EXERCISE DIRECTIONS:
Starting at the beginning of the material and ending with the line that contains "M 368 805 L", copy the text word for word, leaving out the pictures.

EXCERPTED DATA:

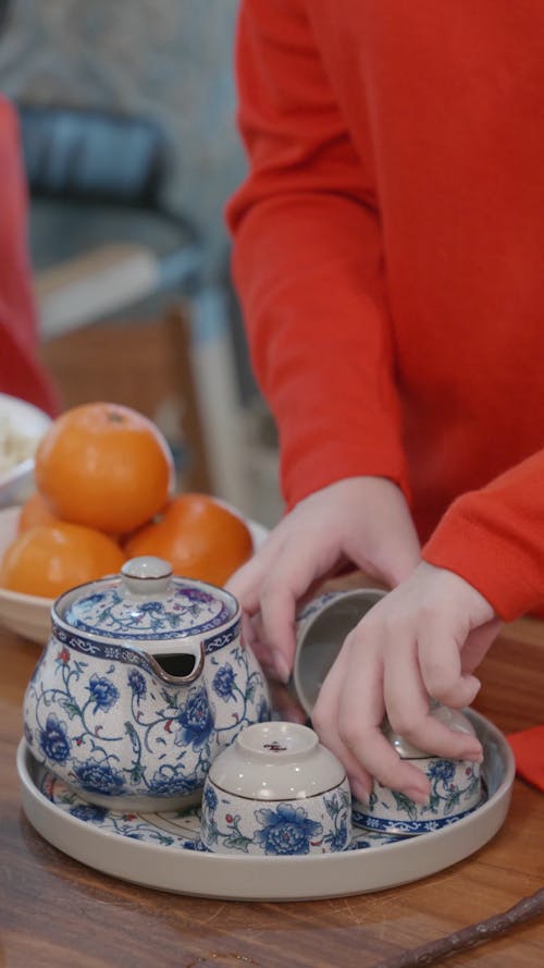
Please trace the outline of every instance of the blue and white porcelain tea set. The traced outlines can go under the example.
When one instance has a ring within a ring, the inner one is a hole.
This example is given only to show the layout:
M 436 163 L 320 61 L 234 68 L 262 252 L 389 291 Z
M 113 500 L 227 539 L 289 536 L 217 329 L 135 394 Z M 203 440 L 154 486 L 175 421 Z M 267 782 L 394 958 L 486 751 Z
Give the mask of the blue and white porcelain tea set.
M 368 805 L 351 805 L 344 768 L 313 731 L 274 720 L 233 596 L 174 576 L 161 559 L 71 589 L 51 617 L 24 700 L 27 749 L 102 814 L 201 802 L 199 849 L 271 856 L 350 849 L 353 823 L 425 833 L 481 802 L 473 764 L 399 748 L 430 776 L 430 805 L 376 785 Z

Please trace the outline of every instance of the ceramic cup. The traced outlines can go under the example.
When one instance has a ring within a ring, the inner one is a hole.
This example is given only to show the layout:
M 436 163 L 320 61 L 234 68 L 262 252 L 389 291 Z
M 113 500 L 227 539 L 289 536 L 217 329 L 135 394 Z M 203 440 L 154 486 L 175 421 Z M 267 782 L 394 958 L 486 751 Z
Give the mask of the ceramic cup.
M 299 612 L 290 687 L 308 716 L 347 634 L 384 595 L 378 588 L 329 591 Z
M 218 752 L 270 714 L 238 602 L 151 556 L 57 600 L 24 701 L 35 759 L 112 810 L 198 802 Z
M 351 796 L 342 763 L 308 726 L 248 726 L 213 761 L 201 837 L 217 854 L 325 854 L 351 843 Z
M 475 735 L 470 720 L 458 710 L 435 702 L 431 715 L 450 730 Z M 384 834 L 413 836 L 448 826 L 474 810 L 482 801 L 480 764 L 470 760 L 449 760 L 430 756 L 384 727 L 386 738 L 401 759 L 412 763 L 429 777 L 429 802 L 416 804 L 405 794 L 373 782 L 368 804 L 353 802 L 353 821 L 357 826 Z

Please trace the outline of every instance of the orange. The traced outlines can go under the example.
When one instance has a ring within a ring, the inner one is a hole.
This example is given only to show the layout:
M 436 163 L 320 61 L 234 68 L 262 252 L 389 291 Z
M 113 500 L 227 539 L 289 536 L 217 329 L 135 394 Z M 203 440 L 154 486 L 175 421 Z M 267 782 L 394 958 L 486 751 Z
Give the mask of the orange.
M 18 516 L 18 534 L 27 531 L 28 528 L 35 528 L 37 525 L 51 525 L 59 520 L 53 514 L 46 499 L 41 497 L 39 491 L 30 494 L 25 503 L 21 506 Z
M 233 512 L 206 494 L 174 498 L 160 520 L 146 525 L 124 546 L 129 557 L 154 554 L 176 575 L 224 585 L 252 552 L 251 534 Z
M 125 556 L 119 544 L 91 528 L 58 522 L 24 531 L 0 564 L 0 586 L 57 598 L 62 591 L 116 574 Z
M 165 505 L 173 461 L 161 431 L 143 414 L 88 403 L 53 421 L 36 452 L 35 477 L 58 517 L 123 534 Z

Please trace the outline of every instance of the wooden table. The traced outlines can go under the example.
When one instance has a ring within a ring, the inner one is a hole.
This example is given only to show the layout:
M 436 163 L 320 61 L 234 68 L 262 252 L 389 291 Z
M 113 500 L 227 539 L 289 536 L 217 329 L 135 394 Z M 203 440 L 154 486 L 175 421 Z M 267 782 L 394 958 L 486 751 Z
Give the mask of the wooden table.
M 15 749 L 39 649 L 0 630 L 0 968 L 371 968 L 405 947 L 511 907 L 544 884 L 544 796 L 516 781 L 506 823 L 478 854 L 403 887 L 289 904 L 140 889 L 51 847 L 20 804 Z M 475 708 L 505 732 L 543 721 L 544 624 L 506 629 L 481 666 Z M 544 921 L 447 960 L 542 968 Z

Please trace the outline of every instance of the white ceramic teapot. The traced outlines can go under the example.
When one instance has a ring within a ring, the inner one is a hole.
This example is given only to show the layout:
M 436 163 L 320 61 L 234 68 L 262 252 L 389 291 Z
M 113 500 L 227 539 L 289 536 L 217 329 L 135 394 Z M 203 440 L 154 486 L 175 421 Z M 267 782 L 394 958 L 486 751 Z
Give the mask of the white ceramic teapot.
M 34 757 L 115 810 L 198 802 L 217 753 L 270 713 L 236 600 L 157 557 L 57 600 L 24 701 Z

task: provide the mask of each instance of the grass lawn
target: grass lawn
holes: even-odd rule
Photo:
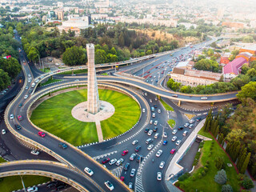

SOLUTION FOR THIS EXERCISE:
Please trace the outline of every instance of the blue and white porcelain tea set. The traced outlines can go under the example.
When one instance has a ring within a ring, the inner one is a hole.
This example is given only to show the layout:
M 436 163 L 320 61 L 234 68 L 262 252 L 389 291 Z
M 113 500 L 227 539 L 289 536 L 217 329 L 135 394 Z M 203 440 L 154 486 L 175 421 Z M 267 782 L 394 958 L 486 751 Z
Give the mask of the blue and white porcelain tea set.
M 368 805 L 351 805 L 344 768 L 313 731 L 274 720 L 233 596 L 174 576 L 161 559 L 71 589 L 51 617 L 24 700 L 27 749 L 102 814 L 201 802 L 199 849 L 271 856 L 350 849 L 353 823 L 425 833 L 481 802 L 473 764 L 399 748 L 430 776 L 430 805 L 376 785 Z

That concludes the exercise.